[Stored data]
BEGIN

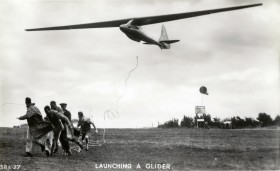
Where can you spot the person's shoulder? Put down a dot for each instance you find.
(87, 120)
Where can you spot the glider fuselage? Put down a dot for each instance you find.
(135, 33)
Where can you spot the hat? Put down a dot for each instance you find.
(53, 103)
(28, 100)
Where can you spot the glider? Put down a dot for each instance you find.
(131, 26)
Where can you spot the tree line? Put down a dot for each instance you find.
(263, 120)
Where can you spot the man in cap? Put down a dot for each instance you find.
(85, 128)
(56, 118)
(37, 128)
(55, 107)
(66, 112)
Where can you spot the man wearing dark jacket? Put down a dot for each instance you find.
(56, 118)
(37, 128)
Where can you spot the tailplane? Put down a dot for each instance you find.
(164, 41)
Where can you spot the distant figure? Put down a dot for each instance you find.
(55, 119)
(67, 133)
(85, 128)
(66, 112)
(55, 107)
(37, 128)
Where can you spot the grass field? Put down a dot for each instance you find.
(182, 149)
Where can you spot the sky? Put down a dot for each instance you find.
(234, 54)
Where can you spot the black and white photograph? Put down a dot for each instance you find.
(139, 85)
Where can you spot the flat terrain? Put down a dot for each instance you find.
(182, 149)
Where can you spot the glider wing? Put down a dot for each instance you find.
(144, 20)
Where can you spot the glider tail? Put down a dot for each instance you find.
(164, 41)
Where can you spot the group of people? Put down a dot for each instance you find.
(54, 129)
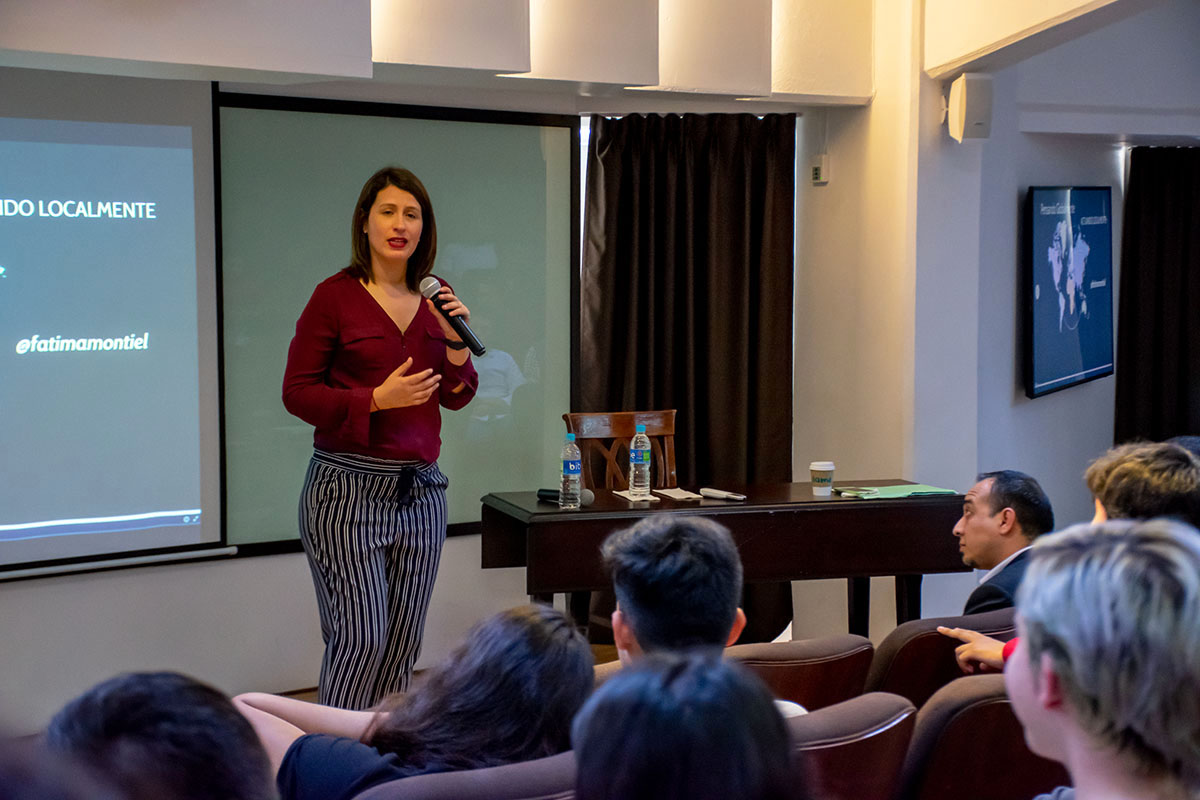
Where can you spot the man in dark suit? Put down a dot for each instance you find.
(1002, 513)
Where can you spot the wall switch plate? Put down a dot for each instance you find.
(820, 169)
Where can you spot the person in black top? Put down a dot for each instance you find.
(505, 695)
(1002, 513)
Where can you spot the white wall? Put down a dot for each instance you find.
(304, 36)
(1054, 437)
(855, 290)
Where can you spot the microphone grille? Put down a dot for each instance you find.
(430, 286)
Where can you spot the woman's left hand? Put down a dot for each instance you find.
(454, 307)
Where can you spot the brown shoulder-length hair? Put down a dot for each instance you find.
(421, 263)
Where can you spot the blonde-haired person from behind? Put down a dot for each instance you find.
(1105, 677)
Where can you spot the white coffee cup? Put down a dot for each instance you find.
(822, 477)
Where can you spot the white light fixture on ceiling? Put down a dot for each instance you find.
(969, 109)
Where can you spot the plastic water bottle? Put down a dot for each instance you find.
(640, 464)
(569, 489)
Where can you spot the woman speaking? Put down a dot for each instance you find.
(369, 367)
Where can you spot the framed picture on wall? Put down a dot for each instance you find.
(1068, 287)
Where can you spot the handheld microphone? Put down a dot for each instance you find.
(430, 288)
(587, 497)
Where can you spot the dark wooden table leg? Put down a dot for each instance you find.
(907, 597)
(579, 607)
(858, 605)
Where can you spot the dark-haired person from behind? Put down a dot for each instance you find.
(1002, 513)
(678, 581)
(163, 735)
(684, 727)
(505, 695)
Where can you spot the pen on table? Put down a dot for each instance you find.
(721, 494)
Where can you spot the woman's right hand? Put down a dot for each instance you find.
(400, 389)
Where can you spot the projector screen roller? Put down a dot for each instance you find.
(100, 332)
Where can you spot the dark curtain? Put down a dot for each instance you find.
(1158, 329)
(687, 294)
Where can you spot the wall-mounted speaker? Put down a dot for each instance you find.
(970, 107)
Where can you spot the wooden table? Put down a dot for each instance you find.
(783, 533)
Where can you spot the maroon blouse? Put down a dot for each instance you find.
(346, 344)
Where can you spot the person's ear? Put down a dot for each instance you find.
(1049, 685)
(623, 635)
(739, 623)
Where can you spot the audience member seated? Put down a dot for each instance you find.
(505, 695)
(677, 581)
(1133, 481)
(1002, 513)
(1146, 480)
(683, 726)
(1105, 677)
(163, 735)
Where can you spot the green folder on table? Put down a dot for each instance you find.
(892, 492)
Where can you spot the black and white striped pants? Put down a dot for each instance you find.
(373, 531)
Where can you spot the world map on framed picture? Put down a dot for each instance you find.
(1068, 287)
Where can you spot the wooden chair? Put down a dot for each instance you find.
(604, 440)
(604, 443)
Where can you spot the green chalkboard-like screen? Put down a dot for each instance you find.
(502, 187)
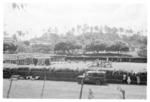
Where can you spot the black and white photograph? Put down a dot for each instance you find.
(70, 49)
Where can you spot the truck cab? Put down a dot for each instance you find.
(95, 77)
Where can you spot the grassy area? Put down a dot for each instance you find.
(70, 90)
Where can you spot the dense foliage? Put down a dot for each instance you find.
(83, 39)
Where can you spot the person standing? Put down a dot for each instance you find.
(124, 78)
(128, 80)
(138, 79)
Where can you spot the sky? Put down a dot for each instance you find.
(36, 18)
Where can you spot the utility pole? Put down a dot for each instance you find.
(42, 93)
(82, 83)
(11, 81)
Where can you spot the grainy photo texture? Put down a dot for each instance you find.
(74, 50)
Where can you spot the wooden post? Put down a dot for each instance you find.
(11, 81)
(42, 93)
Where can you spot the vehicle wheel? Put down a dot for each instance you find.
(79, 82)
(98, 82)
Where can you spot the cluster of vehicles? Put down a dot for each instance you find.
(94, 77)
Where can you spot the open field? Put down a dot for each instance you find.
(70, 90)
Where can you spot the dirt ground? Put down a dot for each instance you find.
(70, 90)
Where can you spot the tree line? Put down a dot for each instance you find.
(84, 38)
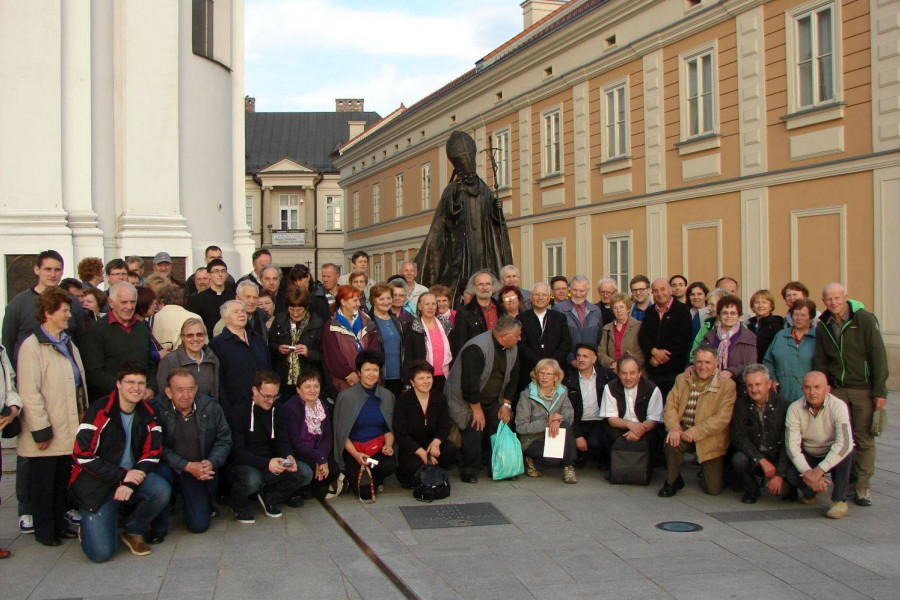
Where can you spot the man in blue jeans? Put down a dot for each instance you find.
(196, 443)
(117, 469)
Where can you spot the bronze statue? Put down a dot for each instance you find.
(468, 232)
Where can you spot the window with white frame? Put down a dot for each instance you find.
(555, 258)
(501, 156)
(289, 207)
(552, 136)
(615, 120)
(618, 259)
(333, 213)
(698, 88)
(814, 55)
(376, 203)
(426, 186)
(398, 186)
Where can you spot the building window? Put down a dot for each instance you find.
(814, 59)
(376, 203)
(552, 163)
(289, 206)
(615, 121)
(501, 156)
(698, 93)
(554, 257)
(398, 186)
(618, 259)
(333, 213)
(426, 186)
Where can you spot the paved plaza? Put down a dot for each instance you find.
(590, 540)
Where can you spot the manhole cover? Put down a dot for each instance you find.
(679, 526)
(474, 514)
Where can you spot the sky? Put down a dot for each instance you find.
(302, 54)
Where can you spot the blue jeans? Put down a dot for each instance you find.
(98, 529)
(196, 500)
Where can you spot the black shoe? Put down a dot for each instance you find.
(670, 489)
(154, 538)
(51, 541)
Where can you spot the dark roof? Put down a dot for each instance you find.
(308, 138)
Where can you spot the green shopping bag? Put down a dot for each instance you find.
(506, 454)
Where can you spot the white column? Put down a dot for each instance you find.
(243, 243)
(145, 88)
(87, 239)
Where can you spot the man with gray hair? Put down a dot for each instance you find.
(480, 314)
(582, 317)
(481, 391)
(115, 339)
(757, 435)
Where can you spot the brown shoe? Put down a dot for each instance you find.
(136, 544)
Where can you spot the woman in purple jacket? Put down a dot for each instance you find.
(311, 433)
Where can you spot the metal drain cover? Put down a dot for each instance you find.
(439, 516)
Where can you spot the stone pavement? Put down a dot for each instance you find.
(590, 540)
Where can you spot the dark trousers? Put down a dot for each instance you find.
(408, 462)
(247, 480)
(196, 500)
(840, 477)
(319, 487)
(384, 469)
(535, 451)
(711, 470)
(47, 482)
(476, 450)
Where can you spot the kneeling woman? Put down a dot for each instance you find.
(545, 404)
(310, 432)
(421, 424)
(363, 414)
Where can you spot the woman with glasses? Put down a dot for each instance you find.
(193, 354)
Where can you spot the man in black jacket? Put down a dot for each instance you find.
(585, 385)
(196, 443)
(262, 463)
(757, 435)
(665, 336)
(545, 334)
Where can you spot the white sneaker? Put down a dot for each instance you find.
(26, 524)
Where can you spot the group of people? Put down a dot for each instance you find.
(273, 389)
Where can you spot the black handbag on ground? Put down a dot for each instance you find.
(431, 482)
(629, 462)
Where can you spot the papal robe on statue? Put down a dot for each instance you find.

END

Reproduce exactly, with nothing added, the lines from the one that contains "Where can you spot the woman with" to the end of the data.

Where can you spot the woman with glasses? Put down a dot for each instance you find.
(193, 354)
Where can you spot the man in black jacket? Put down a dot for each instance you find.
(585, 385)
(196, 443)
(262, 463)
(757, 435)
(665, 336)
(545, 334)
Where can you spot the white sneaker? Put down a dot for each instance you find.
(26, 524)
Where can you spot the group of people? Put down a dot for each instance you find.
(273, 389)
Where can you spot the black handbag on ground? Put down a dot for each instance you find.
(431, 482)
(629, 462)
Where can you spot the papal robe on statue? Put down a dot for each instance you find.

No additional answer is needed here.